● **STATED TASK A**:
Write out the rows below word for word, everything from the first line of the rows down to the line containing "385), (634, 478)]", with both of those lines included.

● **TEXT**:
────

You are right to think that the US is in for a bumpy ride, it is, and for the reasons I and others have been going on about for more than a decade.
The core issue that connects all the significant actors, in different ways, is energy – its supply and its cost.
Right now US tight hydrocarbon firms are pumping for all their worth in order to generate cash flow to enable them to pay their loans. They are stuck. They simply can not reduce output by one iota, they have no choice but to pump and pump no matter how much money they lose.
US industry and consumers are ‘happy’ because energy prices seem to be lower. However this does not spark off a consumer boom as had been expected because the consumers have got no money, they are tapped out. This can be seen from retail figures and even more from what can be seen in the activities of retailers who are closing down and cutting back at a furious rate.
In turn this means manufacturers can’t sell – the only sector doing ‘OK’ is autos and they depend, like the oil folks, on cheap money. Basically a new bubble of commoditised sub prime debt has been created.
Saudi Arabia is pumping for all it is worth in order to squash the unconventional oil firms in the US. They may have started out with this in a coordinated attack with the US on Russia bit they sure as anything are not doing so any longer. The target has changed.
Russia is pumping for all its worth in order to capitalise upon their ability to make profit from their sales. Their financial structure means they still make a profit from their sales but although cost of sales is still lower than the sale price the gross revenues are, of course falling – but not as much as those with a dollar fixation imagine.
If the current price regime continues for years into the future than the value of the big agreements made last year might be impacted but the thing is that China and Russia are dealing in yuan and roubles, not in dollars. This means that the dollar’s fluctuations are not relevant and the price of the rouble and yuan as a pair will be much more stable than rouble – dollar -yuan will be.
China has devalued slightly, but the currency, due to its link to the dollar, is still very over valued. They could move another 20% to get to the ‘correct’ value. Of course by doing so they’d kick the US in the nuts such that they’d not be getting off the floor for a while.

────

● **SUPPLIED ENTRIES**:
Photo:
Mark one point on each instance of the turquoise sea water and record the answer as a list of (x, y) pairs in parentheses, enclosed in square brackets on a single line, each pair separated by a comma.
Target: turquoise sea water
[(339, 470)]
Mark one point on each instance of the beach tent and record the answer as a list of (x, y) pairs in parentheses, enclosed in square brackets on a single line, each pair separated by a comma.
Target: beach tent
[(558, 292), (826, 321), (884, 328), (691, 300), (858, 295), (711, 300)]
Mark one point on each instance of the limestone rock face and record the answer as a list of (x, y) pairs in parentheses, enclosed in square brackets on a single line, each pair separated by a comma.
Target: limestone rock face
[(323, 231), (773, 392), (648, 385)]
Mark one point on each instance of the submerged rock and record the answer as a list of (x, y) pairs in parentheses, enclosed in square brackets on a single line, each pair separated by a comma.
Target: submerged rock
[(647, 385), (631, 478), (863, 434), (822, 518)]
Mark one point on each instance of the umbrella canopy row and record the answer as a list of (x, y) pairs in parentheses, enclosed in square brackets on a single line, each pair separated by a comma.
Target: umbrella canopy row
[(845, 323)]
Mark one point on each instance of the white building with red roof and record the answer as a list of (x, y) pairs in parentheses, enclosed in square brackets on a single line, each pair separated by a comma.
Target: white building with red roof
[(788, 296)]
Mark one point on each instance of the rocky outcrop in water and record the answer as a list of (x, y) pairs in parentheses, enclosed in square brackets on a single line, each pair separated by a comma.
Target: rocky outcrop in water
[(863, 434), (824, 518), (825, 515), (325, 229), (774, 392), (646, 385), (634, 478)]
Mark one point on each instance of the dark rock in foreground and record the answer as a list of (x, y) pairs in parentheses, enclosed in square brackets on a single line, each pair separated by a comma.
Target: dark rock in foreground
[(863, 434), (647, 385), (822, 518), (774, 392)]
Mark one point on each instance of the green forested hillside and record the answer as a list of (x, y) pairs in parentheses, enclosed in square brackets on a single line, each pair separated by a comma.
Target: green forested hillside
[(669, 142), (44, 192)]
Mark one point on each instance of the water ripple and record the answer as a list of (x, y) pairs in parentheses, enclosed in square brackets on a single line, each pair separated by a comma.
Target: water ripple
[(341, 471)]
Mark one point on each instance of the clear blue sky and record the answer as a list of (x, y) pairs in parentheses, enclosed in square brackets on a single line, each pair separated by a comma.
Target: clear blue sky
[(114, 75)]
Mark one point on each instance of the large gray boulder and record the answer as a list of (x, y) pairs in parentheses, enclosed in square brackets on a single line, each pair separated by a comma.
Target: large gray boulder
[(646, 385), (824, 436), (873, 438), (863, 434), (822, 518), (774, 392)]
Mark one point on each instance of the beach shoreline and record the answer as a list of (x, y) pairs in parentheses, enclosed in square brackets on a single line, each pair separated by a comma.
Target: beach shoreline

────

● **STATED TASK B**:
Reproduce word for word the part of the commentary on energy above that runs from "The core issue" down to "money they lose.".

● **TASK OUTPUT A**:
Photo:
Mark one point on each instance of the turquoise sea water and record the answer as a list of (x, y) pairs in parentheses, enclosed in square brackets on a single line, each pair separated by a comma.
Target: turquoise sea water
[(339, 470)]
Mark one point on each instance of the beach tent and record the answer as a list of (x, y) pairs in parentheses, enclosed in square brackets on a single line, each pair separated by a comma.
Target: beach tent
[(558, 292), (826, 321), (884, 328), (691, 300), (858, 295), (711, 300)]
Mark one point on each instance of the limestone rock face and record the answer as a list of (x, y) pairs in parentheses, enclosed in square brackets on a single line, each pair separated by a comma.
Target: limestone rock face
[(323, 231), (773, 392), (648, 385)]
Mark one point on each instance of the submerged rock and record the answer as a list of (x, y) pairs in parentheses, enclosed in square brackets on a single line, each pair separated by a comma.
Target: submerged rock
[(647, 385), (631, 478), (863, 434), (822, 518)]
Mark one point on each instance of the umbrella canopy row and record the answer as a list of (x, y) pairs in parentheses, enclosed in square brackets on a single line, each pair separated by a comma.
Target: umbrella canopy row
[(845, 323)]
Mark one point on each instance of the white building with red roof and record the answer as a list of (x, y) pairs in parentheses, enclosed in square brackets on a single line, each pair separated by a comma.
Target: white building with red roof
[(788, 296)]
Mark one point on each instance of the rocky outcrop in water and record the answer as a list of (x, y) pairs in parentheses, enclosed in square brackets on a single line, each pair separated by a comma.
Target: rocky outcrop in water
[(863, 434), (824, 518), (825, 515), (325, 229), (774, 392), (646, 385), (634, 478)]

● **TASK OUTPUT B**:
The core issue that connects all the significant actors, in different ways, is energy – its supply and its cost.
Right now US tight hydrocarbon firms are pumping for all their worth in order to generate cash flow to enable them to pay their loans. They are stuck. They simply can not reduce output by one iota, they have no choice but to pump and pump no matter how much money they lose.